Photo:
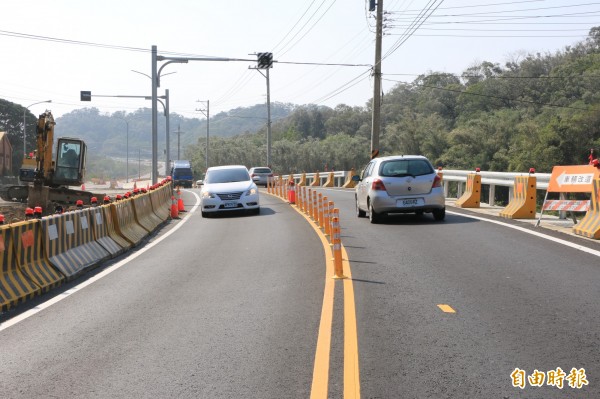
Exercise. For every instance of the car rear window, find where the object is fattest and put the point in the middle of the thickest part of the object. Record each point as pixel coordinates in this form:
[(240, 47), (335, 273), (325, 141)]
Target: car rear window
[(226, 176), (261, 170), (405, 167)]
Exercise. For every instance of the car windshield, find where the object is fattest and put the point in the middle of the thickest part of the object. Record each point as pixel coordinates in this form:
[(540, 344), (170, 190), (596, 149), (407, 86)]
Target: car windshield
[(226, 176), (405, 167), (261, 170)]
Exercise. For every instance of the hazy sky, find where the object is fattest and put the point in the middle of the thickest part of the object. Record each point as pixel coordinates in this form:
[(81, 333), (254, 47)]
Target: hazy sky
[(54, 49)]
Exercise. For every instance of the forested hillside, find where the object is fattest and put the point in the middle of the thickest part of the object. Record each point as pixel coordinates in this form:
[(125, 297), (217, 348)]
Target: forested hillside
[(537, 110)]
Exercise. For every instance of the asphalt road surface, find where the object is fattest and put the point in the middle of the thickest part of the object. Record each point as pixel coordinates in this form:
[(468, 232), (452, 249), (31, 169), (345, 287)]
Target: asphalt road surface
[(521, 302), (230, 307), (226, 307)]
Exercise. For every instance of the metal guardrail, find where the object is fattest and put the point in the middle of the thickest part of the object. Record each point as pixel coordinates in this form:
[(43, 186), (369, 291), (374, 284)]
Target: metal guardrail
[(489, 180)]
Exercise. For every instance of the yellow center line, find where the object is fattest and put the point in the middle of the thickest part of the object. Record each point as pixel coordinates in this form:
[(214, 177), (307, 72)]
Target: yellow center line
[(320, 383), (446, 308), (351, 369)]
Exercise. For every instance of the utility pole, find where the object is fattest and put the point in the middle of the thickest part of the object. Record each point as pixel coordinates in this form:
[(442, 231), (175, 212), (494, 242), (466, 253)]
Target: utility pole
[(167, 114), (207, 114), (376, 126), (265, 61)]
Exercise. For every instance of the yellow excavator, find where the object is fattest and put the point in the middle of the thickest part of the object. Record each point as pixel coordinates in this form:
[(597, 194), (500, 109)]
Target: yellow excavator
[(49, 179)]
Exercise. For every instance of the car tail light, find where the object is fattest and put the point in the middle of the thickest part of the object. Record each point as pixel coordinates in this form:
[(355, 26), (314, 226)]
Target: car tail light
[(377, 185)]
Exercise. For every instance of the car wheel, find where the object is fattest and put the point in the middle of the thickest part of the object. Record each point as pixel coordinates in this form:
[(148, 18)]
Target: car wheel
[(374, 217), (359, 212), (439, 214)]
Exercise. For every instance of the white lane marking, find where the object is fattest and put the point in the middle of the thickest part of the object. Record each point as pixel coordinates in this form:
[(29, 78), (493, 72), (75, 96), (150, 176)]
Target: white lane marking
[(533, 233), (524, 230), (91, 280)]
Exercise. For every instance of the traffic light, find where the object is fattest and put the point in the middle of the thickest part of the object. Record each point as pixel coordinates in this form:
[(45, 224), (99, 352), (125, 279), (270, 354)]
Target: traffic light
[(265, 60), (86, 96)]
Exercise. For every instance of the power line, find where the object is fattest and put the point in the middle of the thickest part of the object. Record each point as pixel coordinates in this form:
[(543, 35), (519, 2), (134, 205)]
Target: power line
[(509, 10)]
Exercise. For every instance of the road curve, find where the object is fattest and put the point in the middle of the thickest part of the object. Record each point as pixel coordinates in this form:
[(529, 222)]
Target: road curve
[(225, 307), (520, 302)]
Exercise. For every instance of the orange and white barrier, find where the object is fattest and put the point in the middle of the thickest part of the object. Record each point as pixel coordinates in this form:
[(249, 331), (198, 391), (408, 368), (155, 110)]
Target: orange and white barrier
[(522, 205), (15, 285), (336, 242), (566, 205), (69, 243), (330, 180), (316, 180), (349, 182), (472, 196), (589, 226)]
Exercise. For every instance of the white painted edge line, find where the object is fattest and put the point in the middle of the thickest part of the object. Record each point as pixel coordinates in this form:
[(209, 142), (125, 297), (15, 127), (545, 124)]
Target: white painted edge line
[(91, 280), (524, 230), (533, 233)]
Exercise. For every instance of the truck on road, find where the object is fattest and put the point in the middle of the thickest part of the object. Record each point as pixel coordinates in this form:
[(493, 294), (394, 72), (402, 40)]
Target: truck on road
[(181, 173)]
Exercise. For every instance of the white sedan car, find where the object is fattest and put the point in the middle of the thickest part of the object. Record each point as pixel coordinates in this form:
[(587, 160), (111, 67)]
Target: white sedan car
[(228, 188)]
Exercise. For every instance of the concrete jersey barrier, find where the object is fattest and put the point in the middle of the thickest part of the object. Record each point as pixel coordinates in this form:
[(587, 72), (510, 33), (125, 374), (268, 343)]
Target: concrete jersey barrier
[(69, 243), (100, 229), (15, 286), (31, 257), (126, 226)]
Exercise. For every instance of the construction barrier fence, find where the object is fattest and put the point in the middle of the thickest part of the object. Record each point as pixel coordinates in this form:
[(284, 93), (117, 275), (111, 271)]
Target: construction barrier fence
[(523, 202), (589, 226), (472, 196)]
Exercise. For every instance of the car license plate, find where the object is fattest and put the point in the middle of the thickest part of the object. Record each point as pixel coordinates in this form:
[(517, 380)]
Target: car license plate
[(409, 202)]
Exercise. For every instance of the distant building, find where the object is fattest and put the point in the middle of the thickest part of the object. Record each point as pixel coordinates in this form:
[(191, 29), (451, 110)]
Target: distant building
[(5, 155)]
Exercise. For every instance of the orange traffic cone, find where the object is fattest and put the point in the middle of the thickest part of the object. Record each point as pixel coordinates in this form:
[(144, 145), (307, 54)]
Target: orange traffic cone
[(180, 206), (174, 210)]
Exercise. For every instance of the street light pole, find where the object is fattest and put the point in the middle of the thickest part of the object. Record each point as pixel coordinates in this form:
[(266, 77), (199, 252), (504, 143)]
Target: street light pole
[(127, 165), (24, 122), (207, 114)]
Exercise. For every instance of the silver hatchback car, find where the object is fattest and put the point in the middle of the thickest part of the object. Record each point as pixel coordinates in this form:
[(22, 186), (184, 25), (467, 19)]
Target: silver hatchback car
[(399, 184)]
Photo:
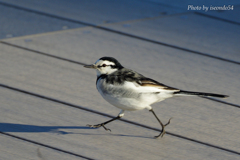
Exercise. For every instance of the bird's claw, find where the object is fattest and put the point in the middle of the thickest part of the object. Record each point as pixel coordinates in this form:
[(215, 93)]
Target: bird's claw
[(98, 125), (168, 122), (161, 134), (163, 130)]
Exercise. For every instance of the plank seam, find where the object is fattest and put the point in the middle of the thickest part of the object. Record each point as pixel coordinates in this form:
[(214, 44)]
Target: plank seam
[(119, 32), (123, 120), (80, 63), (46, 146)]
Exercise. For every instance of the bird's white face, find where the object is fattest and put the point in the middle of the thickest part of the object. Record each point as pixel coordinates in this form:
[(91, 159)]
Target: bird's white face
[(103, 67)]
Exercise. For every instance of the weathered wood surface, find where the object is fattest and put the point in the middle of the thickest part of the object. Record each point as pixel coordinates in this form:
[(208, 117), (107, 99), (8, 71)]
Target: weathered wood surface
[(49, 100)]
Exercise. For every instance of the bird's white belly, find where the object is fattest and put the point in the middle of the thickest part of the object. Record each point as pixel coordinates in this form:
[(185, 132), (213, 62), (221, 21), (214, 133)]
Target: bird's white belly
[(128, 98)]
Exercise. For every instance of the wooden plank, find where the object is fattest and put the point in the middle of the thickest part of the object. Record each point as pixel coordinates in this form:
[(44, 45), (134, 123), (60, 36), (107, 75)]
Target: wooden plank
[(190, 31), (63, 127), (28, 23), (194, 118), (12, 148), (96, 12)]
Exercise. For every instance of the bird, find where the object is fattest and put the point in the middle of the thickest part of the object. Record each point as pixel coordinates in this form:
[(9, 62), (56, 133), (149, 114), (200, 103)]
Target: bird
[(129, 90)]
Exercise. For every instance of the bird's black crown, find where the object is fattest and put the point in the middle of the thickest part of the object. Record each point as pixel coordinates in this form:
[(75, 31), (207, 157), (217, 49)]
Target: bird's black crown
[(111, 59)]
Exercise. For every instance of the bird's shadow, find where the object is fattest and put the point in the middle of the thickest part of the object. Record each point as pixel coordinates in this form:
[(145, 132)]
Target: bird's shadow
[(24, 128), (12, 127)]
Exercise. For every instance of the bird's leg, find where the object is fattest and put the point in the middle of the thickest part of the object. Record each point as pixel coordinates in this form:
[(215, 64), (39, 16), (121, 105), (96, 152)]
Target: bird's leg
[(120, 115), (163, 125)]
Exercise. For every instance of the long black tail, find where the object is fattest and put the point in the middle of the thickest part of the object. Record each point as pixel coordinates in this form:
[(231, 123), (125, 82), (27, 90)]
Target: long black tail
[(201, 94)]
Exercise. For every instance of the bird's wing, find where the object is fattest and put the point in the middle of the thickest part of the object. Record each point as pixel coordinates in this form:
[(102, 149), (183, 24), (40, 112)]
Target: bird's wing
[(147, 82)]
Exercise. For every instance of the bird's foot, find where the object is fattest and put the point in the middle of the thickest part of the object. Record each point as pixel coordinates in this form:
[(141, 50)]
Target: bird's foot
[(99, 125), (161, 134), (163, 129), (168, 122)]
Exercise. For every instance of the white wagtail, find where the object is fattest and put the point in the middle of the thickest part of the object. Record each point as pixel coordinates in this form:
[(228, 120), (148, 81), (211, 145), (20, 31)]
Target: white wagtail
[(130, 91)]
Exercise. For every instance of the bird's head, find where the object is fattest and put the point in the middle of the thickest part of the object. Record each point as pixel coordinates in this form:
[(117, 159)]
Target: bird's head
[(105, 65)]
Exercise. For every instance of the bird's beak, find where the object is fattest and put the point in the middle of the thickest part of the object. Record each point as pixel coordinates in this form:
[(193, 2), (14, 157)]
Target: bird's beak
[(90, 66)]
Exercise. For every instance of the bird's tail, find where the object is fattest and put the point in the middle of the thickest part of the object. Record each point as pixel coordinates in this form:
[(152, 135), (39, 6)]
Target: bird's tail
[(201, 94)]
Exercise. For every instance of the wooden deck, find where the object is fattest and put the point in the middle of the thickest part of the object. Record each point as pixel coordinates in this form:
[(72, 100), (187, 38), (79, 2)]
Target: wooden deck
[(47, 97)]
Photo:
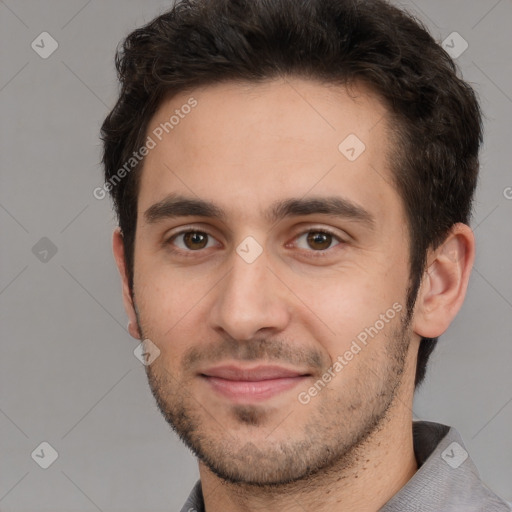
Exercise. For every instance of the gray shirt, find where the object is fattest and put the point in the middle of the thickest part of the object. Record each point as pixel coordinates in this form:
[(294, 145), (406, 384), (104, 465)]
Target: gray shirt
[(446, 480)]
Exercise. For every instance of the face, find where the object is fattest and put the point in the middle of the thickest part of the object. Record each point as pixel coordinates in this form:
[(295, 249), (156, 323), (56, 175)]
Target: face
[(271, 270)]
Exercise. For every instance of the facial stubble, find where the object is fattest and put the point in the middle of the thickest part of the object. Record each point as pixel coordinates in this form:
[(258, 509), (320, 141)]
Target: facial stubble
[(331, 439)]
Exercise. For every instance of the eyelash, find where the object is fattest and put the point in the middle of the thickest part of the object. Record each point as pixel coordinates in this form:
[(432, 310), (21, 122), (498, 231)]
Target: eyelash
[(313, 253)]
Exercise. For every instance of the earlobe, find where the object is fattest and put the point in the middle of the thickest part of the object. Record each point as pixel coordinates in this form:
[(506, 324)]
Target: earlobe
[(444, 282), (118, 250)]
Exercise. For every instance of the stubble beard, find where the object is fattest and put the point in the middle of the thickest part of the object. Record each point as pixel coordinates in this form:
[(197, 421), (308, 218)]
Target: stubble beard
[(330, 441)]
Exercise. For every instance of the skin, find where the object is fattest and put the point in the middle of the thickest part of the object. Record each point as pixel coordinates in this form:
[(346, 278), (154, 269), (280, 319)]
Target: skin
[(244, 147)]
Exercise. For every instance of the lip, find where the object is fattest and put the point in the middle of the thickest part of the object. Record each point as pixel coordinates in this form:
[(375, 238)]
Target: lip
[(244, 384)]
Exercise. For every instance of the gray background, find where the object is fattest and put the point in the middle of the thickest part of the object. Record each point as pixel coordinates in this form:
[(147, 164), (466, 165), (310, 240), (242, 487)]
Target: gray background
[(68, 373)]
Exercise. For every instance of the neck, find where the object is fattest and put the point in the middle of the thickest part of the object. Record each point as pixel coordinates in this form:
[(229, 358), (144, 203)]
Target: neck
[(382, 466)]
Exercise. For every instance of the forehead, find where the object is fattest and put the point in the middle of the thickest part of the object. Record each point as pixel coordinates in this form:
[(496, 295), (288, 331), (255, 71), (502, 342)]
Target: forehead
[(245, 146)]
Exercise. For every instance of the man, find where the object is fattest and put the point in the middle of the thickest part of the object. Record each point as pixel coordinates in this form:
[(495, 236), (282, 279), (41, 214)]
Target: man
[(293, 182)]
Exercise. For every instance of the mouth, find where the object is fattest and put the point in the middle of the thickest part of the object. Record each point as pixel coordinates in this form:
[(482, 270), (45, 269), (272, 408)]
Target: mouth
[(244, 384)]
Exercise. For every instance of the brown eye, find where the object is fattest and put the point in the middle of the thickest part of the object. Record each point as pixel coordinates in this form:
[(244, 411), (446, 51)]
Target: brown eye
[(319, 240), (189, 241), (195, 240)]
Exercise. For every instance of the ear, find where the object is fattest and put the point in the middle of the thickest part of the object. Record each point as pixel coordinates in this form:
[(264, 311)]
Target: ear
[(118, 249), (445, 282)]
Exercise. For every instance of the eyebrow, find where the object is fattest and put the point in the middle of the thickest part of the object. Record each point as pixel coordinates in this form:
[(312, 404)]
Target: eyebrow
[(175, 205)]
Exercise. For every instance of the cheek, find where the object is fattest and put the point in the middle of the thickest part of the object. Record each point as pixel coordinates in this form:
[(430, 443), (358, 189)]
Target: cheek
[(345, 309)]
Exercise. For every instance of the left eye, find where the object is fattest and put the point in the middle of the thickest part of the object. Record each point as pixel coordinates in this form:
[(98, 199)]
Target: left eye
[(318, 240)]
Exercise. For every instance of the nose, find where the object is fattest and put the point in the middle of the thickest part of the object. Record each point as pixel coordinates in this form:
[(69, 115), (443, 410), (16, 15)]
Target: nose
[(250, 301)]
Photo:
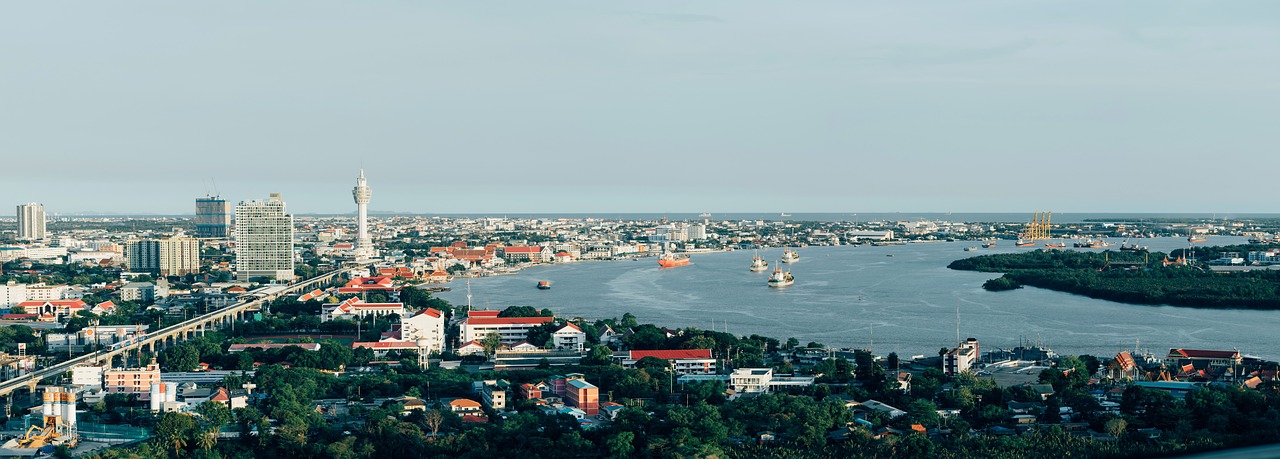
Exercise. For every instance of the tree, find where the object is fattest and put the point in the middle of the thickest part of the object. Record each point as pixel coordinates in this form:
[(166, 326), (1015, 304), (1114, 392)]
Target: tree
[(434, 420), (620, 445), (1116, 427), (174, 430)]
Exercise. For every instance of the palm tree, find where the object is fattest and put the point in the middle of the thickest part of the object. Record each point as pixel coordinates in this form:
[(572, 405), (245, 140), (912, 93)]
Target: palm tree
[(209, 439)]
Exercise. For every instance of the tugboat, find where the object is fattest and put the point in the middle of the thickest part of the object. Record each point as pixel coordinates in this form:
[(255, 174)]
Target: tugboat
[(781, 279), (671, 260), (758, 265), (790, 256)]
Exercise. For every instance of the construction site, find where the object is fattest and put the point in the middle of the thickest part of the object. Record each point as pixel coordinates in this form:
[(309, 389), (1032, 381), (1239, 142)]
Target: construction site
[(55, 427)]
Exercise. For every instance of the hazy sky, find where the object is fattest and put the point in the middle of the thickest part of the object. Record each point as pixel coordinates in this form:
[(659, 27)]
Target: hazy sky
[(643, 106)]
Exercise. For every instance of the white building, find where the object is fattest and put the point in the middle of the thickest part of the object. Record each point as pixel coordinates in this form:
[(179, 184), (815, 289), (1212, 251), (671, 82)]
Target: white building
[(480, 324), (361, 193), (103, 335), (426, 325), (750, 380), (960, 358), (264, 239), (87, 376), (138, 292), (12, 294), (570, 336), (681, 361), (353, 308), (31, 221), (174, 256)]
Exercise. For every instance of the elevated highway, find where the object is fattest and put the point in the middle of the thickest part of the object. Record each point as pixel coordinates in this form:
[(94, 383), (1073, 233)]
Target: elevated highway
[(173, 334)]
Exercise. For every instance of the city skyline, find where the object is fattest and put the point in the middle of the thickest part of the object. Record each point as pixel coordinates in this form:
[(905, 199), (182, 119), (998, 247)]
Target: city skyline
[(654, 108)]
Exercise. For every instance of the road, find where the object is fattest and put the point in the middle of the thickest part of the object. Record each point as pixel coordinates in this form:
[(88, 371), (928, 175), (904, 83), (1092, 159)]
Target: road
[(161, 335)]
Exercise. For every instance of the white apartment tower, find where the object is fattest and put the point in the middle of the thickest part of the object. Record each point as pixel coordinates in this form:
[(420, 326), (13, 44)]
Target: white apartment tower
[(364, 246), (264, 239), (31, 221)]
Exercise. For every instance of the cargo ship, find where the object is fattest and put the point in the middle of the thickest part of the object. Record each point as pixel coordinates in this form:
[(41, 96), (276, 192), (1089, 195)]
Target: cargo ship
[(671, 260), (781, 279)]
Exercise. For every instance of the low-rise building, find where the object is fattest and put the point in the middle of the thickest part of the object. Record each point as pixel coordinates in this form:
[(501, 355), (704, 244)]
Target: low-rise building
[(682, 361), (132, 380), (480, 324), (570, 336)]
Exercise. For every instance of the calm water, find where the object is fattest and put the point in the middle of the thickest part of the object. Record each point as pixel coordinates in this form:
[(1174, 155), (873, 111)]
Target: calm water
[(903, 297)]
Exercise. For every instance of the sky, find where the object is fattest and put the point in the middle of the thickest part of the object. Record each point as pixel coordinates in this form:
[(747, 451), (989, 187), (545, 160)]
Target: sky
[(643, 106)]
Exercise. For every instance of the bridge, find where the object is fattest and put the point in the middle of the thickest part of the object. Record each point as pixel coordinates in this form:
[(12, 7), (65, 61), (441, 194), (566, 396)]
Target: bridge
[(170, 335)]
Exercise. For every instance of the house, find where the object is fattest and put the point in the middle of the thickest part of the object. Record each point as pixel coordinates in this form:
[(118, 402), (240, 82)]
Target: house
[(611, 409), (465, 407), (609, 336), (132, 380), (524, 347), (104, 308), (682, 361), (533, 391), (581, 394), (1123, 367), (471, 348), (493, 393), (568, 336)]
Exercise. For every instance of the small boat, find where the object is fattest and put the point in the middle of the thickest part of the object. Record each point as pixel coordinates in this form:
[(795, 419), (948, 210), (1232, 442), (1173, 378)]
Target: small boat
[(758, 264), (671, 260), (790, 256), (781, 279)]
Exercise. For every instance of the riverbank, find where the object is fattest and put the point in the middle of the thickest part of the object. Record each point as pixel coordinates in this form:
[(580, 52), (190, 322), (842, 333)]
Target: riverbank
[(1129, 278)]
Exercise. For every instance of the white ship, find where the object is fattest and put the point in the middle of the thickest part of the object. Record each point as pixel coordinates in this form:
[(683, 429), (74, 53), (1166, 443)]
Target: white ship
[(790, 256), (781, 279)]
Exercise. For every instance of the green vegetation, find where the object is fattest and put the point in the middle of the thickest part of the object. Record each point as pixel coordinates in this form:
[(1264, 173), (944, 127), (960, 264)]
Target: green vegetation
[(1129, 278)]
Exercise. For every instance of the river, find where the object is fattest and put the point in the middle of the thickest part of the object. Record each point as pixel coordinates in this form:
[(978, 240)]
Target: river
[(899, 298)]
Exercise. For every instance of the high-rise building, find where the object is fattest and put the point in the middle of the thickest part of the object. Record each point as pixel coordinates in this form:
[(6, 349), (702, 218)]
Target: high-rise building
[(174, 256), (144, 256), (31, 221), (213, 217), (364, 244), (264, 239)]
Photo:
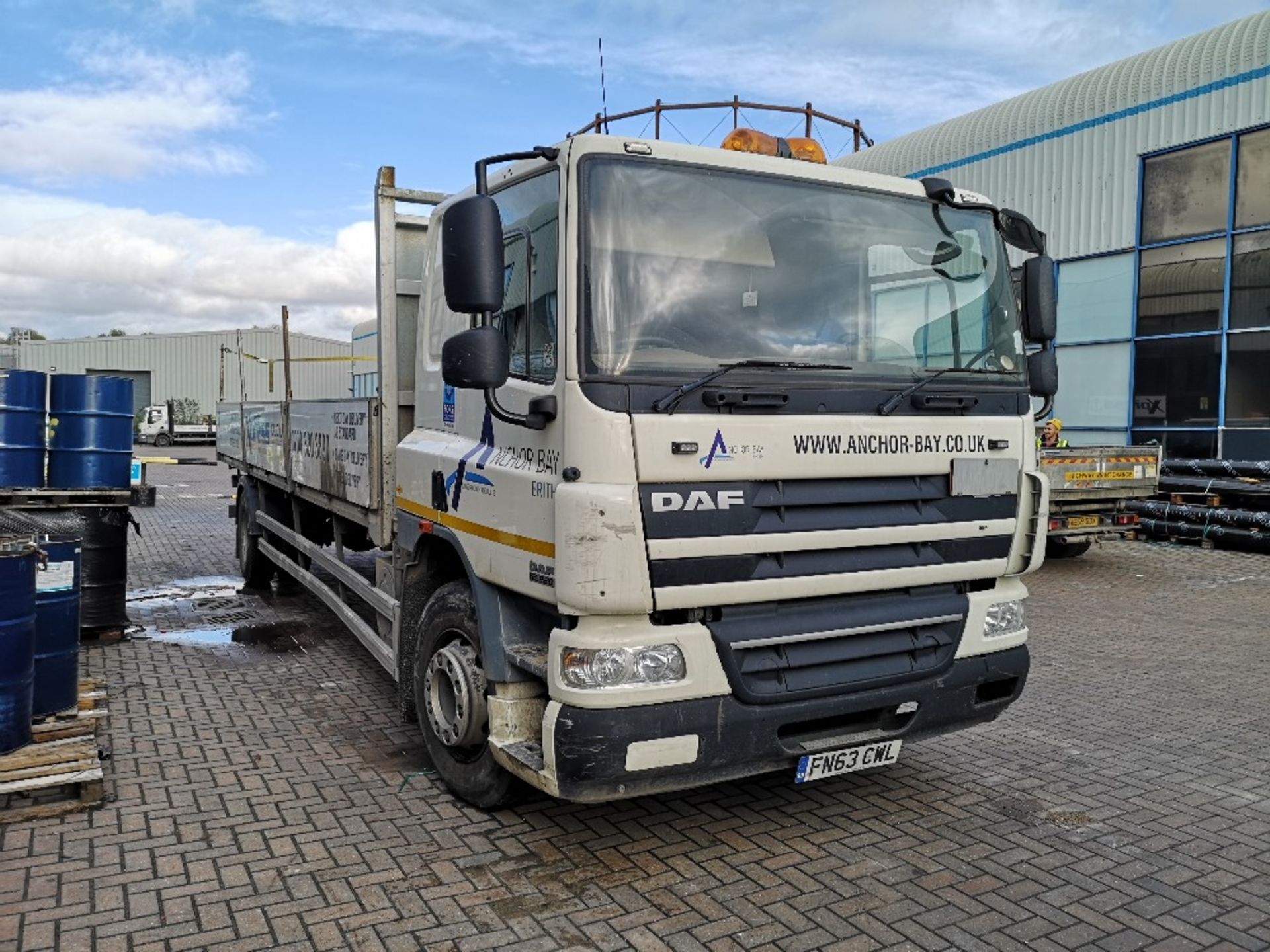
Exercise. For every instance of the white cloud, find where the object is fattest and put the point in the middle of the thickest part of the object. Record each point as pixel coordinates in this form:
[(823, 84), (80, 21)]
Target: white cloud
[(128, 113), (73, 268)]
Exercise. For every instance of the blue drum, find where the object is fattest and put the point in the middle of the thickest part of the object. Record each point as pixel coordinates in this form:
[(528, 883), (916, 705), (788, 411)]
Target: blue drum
★ ★ ★
Starting with the line containing "Exercise. For every instance of the construction barrier" and going on through the line containing "Target: construction barrier fence", rewrite that stretch of the listing as a Markdown table with a Row column holding each line's number and a Text column holding the line itself. Leave out blank lines.

Result for this task
| Row | Text |
|---|---|
| 1 | Exercise. For every instance of the construction barrier fence, find where the object is fattest and put the point in the middle of the thickest part of the object. Record each point as pixel coordinates in this form: |
| 2 | [(284, 93), (117, 275), (111, 271)] |
| 3 | Target: construction barrier fence |